Work order: Which lines below hold the word "concrete"? Report each one.

____ Supplied data

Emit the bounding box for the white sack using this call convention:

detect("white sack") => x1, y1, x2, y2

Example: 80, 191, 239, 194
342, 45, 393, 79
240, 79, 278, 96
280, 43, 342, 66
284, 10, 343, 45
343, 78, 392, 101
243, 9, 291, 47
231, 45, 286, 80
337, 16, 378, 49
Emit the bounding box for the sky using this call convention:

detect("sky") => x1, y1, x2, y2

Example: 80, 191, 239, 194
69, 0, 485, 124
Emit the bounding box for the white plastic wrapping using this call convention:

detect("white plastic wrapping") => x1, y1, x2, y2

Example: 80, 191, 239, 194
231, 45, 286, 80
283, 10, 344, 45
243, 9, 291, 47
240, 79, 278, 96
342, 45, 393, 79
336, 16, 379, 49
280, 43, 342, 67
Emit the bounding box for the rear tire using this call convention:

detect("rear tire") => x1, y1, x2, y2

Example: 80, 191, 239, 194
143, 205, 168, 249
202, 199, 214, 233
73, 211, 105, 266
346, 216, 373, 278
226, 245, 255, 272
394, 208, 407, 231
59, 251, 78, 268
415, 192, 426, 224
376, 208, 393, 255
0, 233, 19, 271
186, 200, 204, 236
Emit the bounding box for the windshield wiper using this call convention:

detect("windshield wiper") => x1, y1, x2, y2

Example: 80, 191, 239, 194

________
____ Supplied data

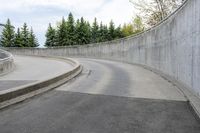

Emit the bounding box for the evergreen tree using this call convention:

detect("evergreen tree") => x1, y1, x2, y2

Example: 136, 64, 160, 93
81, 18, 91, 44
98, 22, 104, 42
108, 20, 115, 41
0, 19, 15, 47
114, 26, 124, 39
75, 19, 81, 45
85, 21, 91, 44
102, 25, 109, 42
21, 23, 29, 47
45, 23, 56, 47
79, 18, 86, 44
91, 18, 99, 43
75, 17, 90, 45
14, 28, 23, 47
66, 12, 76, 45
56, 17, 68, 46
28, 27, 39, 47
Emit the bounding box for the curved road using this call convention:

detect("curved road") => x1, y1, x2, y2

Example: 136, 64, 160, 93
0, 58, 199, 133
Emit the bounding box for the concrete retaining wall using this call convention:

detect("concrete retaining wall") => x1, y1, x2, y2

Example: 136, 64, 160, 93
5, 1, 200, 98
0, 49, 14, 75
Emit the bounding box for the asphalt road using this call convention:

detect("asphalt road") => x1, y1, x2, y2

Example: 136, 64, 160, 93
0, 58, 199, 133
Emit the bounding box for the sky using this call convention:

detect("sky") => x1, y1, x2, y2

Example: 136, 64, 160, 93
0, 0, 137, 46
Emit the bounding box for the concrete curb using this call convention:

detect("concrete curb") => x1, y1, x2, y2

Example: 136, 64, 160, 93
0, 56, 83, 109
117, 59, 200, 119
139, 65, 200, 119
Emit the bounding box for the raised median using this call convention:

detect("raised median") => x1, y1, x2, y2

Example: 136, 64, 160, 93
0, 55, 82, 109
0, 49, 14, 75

________

Exercise answer:
Emit the bounding box for the concrete retaining wall using this call convention:
detect("concrete retaining wall") => x1, y1, x2, y2
Emit the bounding box for the concrete curb using this call convention:
detect("concrete curb") => x1, y1, x2, y2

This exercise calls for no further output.